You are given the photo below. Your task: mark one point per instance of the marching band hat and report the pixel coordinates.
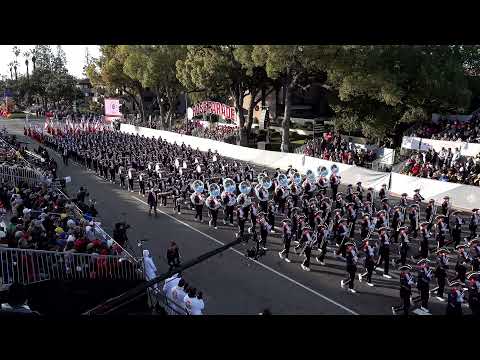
(473, 275)
(442, 250)
(423, 261)
(474, 241)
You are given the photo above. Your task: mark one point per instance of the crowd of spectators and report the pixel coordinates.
(445, 165)
(451, 130)
(219, 132)
(335, 148)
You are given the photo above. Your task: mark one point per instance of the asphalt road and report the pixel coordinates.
(233, 284)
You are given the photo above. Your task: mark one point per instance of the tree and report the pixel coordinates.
(217, 72)
(155, 67)
(108, 73)
(292, 65)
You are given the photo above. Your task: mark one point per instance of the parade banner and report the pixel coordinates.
(112, 107)
(213, 107)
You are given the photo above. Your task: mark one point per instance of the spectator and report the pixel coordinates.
(17, 300)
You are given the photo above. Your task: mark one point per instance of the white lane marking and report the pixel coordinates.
(258, 263)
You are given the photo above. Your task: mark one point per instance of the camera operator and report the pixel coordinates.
(82, 194)
(120, 233)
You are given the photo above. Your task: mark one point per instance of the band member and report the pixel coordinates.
(229, 201)
(287, 237)
(141, 183)
(417, 197)
(423, 283)
(130, 176)
(343, 233)
(349, 196)
(271, 216)
(382, 194)
(406, 282)
(265, 228)
(455, 299)
(413, 218)
(152, 201)
(474, 221)
(351, 218)
(441, 272)
(461, 265)
(457, 228)
(440, 231)
(429, 215)
(307, 250)
(404, 246)
(446, 209)
(403, 201)
(365, 227)
(397, 221)
(370, 195)
(334, 182)
(253, 216)
(474, 293)
(359, 190)
(369, 251)
(351, 260)
(322, 239)
(198, 201)
(213, 206)
(241, 218)
(384, 251)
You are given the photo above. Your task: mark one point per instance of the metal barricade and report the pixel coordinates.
(29, 266)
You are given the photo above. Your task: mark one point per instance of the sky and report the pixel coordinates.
(75, 57)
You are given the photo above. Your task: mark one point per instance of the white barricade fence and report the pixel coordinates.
(464, 197)
(416, 143)
(29, 266)
(18, 174)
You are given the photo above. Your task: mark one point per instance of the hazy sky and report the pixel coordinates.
(75, 57)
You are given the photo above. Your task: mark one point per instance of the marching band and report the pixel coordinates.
(313, 221)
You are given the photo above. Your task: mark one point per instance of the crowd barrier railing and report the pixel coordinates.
(28, 266)
(462, 196)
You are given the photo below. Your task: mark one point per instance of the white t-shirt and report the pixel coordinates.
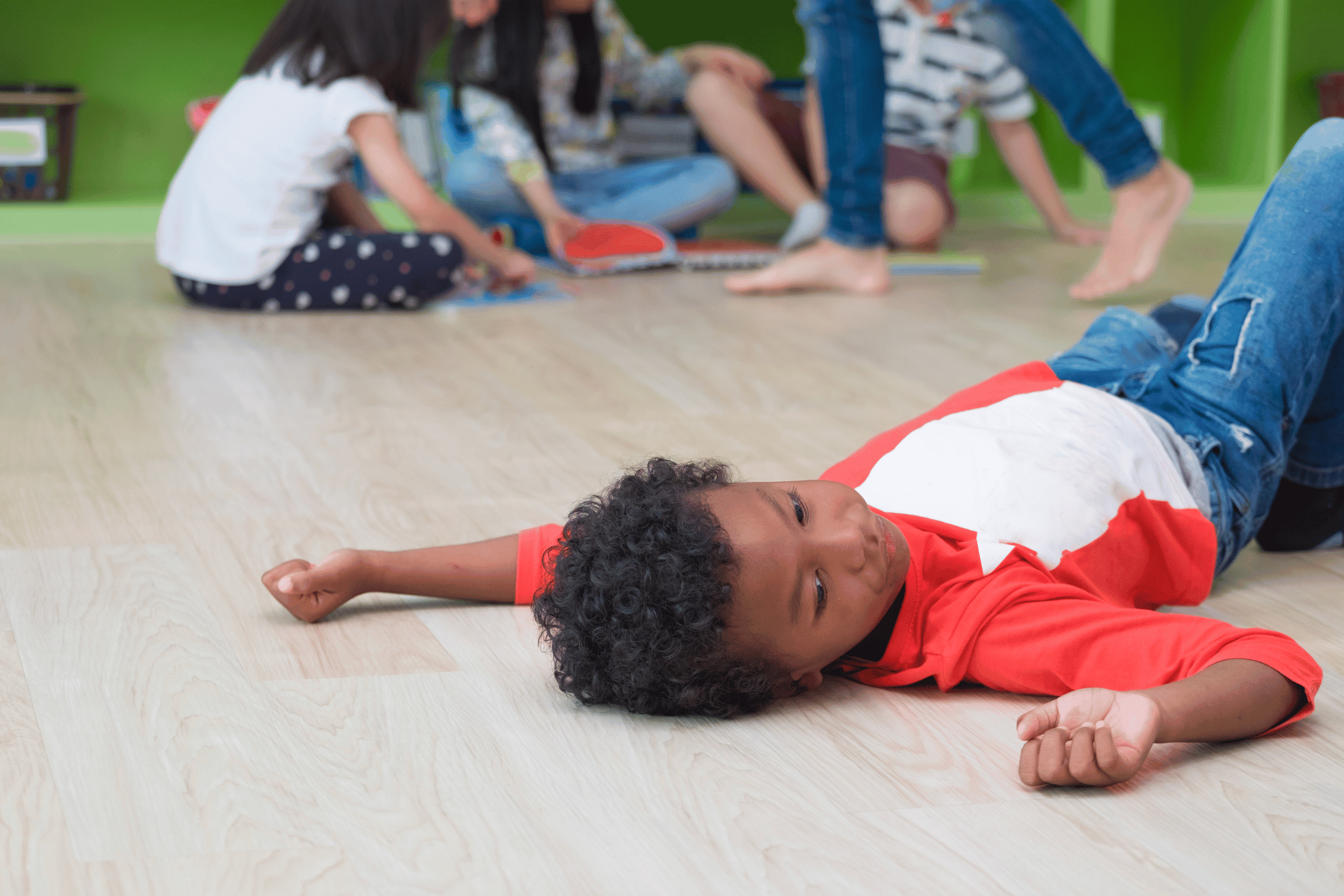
(254, 182)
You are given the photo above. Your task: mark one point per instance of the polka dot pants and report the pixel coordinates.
(345, 271)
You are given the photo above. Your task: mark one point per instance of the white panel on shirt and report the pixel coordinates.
(1047, 471)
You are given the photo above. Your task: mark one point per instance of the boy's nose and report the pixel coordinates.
(847, 542)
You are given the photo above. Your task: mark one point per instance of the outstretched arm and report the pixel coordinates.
(479, 571)
(1020, 149)
(1098, 737)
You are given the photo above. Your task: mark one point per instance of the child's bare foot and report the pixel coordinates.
(1146, 211)
(826, 266)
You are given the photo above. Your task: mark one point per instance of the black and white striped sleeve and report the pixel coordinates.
(1003, 93)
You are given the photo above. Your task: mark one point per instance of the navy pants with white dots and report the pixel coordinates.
(345, 271)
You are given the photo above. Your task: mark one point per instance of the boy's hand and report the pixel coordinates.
======
### WHAT IS EXPECTED
Which lines fall between the one containing "t-shirt and report the pixel coordinates." and the last line of the listing, both included? Give them again exactly, without the pictures.

### EXERCISE ANSWER
You are given the photo below. Your task: mark one point per instance of the white t-shirt and report the pixel coordinates.
(254, 182)
You are given the photo above. Your task: mark one point per instance of the polka dot pants and report the pixel coordinates.
(345, 271)
You are given the photo above. Your task: mark one point per instance of the white panel on shirt and report the pixel coordinates.
(1047, 471)
You are given the photo above. Your task: mark one point per instance of the boy's nose and report the pixel coordinates.
(847, 542)
You are given the photo above. Your task: mark one point per instance of the outstretched arm and report the pixel coordinates.
(479, 571)
(1020, 149)
(1098, 737)
You are given the photo above. Your task: mark one point per instance of the child's bare foot and report the pixel coordinates.
(1146, 211)
(826, 266)
You are given the photo above. Your task: mark one point per instance of the black and white striped sleeve and report the pixel coordinates.
(1003, 93)
You are given the photo above. Your task: mark one point per instance of the navy pants with white dots and report the pixel coordinates.
(345, 271)
You are given the photo above. Your task: mark one point per instance of the boy's hand and report the pixel coordinates.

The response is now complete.